→ WHAT THIS TASK INVOLVES
Give only the number of lines in the data below that contain the string "points". Case counts.

→ LISTED RECORDS
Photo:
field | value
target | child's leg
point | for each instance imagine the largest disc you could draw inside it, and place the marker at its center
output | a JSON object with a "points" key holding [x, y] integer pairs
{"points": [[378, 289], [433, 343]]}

* * *

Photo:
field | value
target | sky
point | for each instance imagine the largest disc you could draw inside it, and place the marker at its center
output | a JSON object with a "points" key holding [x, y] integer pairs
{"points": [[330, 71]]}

→ EXERCISE RESPONSE
4